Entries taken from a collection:
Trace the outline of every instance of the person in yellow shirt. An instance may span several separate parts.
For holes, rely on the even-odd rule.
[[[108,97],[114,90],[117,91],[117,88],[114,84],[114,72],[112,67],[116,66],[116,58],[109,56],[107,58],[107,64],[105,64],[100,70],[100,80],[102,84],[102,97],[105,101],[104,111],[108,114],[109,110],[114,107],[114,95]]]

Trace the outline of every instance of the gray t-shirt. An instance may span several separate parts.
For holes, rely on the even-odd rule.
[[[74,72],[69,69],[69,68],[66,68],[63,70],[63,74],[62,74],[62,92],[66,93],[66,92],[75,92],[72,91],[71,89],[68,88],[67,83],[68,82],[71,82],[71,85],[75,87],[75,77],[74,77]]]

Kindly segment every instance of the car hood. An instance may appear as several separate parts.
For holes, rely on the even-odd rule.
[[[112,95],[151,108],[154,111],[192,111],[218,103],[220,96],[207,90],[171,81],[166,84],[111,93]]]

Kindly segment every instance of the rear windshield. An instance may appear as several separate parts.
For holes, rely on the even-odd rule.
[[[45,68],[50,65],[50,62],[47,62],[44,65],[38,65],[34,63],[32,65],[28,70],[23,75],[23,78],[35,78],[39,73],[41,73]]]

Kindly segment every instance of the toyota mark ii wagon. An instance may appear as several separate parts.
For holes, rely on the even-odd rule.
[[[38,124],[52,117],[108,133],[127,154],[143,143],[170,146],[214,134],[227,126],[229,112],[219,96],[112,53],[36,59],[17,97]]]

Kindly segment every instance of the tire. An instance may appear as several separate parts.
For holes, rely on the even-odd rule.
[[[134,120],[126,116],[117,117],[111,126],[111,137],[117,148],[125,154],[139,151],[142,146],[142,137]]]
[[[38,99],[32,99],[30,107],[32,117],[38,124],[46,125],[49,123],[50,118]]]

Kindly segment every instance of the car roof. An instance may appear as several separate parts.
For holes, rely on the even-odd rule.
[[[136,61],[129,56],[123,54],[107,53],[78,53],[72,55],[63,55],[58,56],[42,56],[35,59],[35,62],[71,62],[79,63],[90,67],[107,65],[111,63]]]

Your task: Find each line in the listing above that contains the string "parts" and copy those lines. Letter case must match.

The reply:
Trace the outline of every instance of the person in yellow shirt. An instance may span several separate parts.
Trace the outline of every instance of the gray t-shirt. An instance may span several separate parts.
Kindly segment every instance of the car hood. An instance may appear as several separate parts.
Kindly segment every instance of the rear windshield. An instance may appear as several separate parts.
Kindly segment every instance of the toyota mark ii wagon. An instance may appear as several separate parts.
Kindly segment every instance of the tire. An instance may appear as several separate parts.
Kindly segment every instance of the car roof. An instance may appear as several separate parts.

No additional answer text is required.